A study of adolescents who experienced childhood adversity found that they were less able to distinguish between signals of safety and threat in an experimental setting. This impaired threat-safety discrimination was associated with a tendency to overgeneralize their fear responses. The study was published in the Journal of Child Psychology and Psychiatry.
Childhood adversity includes a range of stressful or traumatic experiences, such as abuse, neglect, household dysfunction, and exposure to violence. It is associated with disruptions in brain development, particularly in regions involved in emotional regulation and stress response, including the amygdala and prefrontal cortex. Chronic exposure to adversity can alter the functioning of the hypothalamic-pituitary-adrenal axis, resulting in heightened physiological reactivity to stress.
Children who face such adversity are at increased risk for developing mental health conditions such as anxiety, depression, and posttraumatic stress disorder. They may also experience difficulties with emotion regulation, social functioning, and cognitive performance. In adulthood, early adversity is linked to poor health outcomes, including cardiovascular disease, substance use disorders, and chronic inflammation.
Lead author Celine Samaey and her colleagues aimed to investigate how childhood adversity influences fear learning during adolescence—specifically, whether adolescents who had experienced adversity would show impairments in distinguishing safe from threatening cues and a greater tendency to generalize fear responses.
The study involved 119 adolescents between 12 and 16 years old, with an average age of 14. Sixty-five participants were girls, and 63 had been exposed to childhood adversity, as assessed by the abbreviated Juvenile Victimization Questionnaire – 2nd Revision.
Participants completed two key experimental tasks. In a fear conditioning task, they viewed circles of different sizes. One specific circle (designated CS+) was occasionally followed by a mild electric shock to the wrist, while another (CS–) was never followed by a shock. After learning this association, participants were shown additional circles of varying sizes and asked to rate how likely they thought it was that each circle would be followed by a shock. This allowed researchers to assess how broadly participants generalized fear to stimuli that resembled the threatening one.
Participants also completed a perceptual discrimination task, where they had to judge whether pairs of circles were the same or different in size. This test was used to determine whether generalization of fear might be due to difficulty distinguishing the visual stimuli.

Data records
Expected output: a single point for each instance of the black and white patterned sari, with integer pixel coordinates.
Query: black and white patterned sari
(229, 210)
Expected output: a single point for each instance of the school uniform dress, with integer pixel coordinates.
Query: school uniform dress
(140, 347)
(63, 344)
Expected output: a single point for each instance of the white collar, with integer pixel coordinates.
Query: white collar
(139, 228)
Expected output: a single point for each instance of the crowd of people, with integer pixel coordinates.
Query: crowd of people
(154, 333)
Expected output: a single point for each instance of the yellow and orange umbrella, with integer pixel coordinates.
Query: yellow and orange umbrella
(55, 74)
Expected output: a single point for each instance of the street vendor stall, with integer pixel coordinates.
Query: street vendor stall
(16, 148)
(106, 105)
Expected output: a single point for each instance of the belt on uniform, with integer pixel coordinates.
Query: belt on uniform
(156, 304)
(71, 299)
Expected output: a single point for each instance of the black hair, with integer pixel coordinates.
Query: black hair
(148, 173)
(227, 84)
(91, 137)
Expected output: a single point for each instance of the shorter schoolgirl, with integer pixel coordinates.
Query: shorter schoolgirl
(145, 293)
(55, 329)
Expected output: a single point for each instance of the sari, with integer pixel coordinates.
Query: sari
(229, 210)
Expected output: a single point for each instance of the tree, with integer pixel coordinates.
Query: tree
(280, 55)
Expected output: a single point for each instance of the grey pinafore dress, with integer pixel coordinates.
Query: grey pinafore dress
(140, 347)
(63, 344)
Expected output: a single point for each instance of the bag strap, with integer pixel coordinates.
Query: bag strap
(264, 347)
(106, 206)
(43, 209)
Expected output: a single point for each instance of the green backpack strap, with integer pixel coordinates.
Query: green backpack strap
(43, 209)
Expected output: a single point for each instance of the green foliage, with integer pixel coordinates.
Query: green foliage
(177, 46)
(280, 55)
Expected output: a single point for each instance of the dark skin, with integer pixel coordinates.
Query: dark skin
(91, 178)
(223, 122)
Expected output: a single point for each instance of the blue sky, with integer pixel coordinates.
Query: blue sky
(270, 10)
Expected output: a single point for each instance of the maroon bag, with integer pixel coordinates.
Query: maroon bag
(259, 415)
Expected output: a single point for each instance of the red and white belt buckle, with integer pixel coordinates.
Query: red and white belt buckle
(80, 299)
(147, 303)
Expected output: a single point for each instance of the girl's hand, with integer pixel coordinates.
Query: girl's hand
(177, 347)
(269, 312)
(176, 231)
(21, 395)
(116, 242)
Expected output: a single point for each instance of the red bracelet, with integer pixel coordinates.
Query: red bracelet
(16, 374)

• Required work
- 1) How would you render this sentence from the childhood adversity article in Spanish: "The study involved 119 adolescents between 12 and 16 years old, with an average age of 14."
- 2) Can you write out the part of the childhood adversity article that begins at the words "Lead author Celine" and stops after "generalize fear responses."?
- 3) Can you turn the paragraph of the childhood adversity article that opens "Children who face such adversity" into a short bulleted list that keeps its main facts?

• Task-by-task outputs
- 1) El estudio incluyó a 119 adolescentes de entre 12 y 16 años, con una edad promedio de 14 años.

- 2)
Lead author Celine Samaey and her colleagues aimed to investigate how childhood adversity influences fear learning during adolescence—specifically, whether adolescents who had experienced adversity would show impairments in distinguishing safe from threatening cues and a greater tendency to generalize fear responses.

- 3)
- Increased risk of anxiety, depression, and posttraumatic stress disorder
- Possible difficulties with emotion regulation, social functioning, and cognitive performance
- In adulthood, links to cardiovascular disease, substance use disorders, and chronic inflammation